**Task inputs:**
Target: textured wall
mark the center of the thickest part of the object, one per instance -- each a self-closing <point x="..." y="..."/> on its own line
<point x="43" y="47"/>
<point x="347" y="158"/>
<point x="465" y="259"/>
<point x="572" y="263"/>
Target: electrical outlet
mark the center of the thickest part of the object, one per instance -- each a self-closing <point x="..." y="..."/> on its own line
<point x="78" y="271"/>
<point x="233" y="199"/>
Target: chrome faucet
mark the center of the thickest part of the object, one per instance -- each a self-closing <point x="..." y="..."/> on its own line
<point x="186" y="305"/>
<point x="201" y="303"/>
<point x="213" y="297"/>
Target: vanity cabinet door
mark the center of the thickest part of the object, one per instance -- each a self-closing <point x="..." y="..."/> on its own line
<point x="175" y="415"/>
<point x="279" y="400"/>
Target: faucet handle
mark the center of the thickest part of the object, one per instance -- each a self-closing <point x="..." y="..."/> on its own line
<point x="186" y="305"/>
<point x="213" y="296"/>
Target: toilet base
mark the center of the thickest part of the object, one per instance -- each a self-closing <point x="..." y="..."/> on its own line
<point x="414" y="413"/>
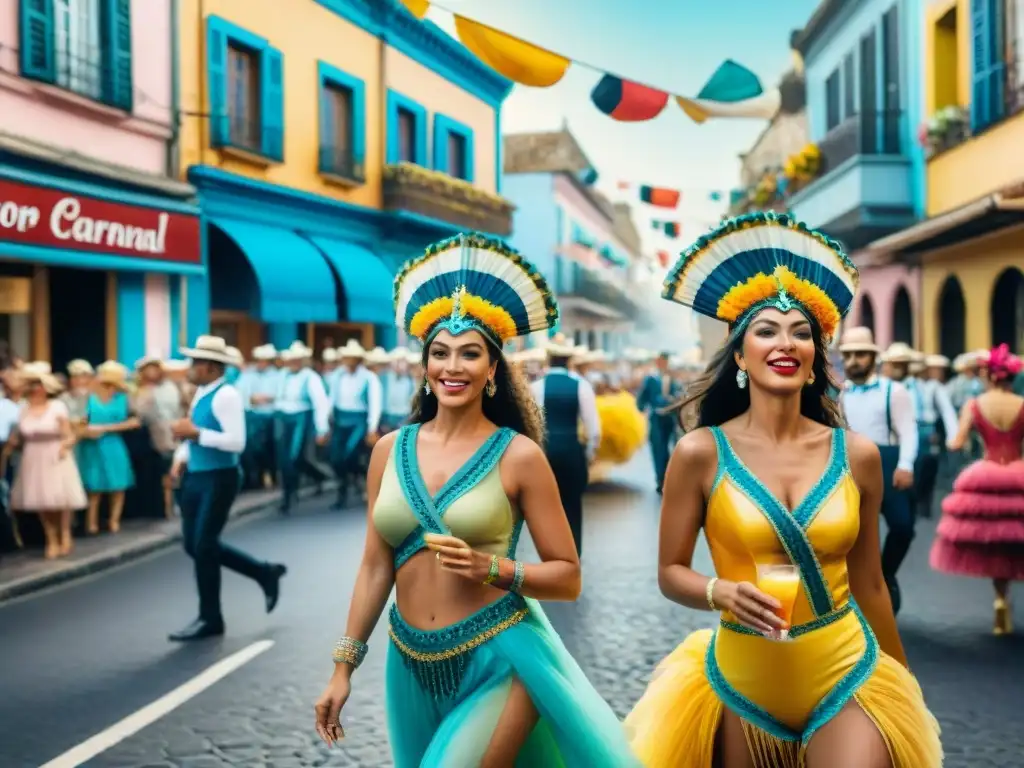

**Goal:** Rewrite every line of the listing above as a numbered list, dropping any blank lines and leaving out the picture.

**Output of the exercise:**
1. Target: textured wall
2. mark the center of the thickest part of the object, one per instance -- each a self-closing <point x="..." y="..."/> on its own line
3. <point x="43" y="47"/>
4. <point x="347" y="158"/>
5. <point x="465" y="259"/>
6. <point x="572" y="263"/>
7. Target: electrical outlet
8. mark the center of the thickest part of the object, one per instance -- each a self-closing <point x="..." y="..."/> on its own line
9. <point x="78" y="271"/>
10. <point x="233" y="199"/>
11. Target: chrome faucet
12. mark the center of the thickest part of the object, one per instance -- each a self-closing <point x="..." y="..."/> on its own line
13. <point x="186" y="305"/>
14. <point x="201" y="303"/>
15. <point x="213" y="297"/>
16. Target: vanity cabinet door
17. mark the center of the thickest part of the object, one per instance -- each a self-closing <point x="..." y="..."/> on its own line
18. <point x="175" y="415"/>
19. <point x="279" y="400"/>
20. Target: faucet handle
21. mark the center of the thickest part of the object, one per instance -- each a self-closing <point x="..." y="..."/> on its own line
22. <point x="186" y="305"/>
23. <point x="213" y="296"/>
24. Target: toilet base
25. mark the center of the thickest part of the object, one per instance -- each a self-closing <point x="..." y="..."/> on its own line
26. <point x="414" y="413"/>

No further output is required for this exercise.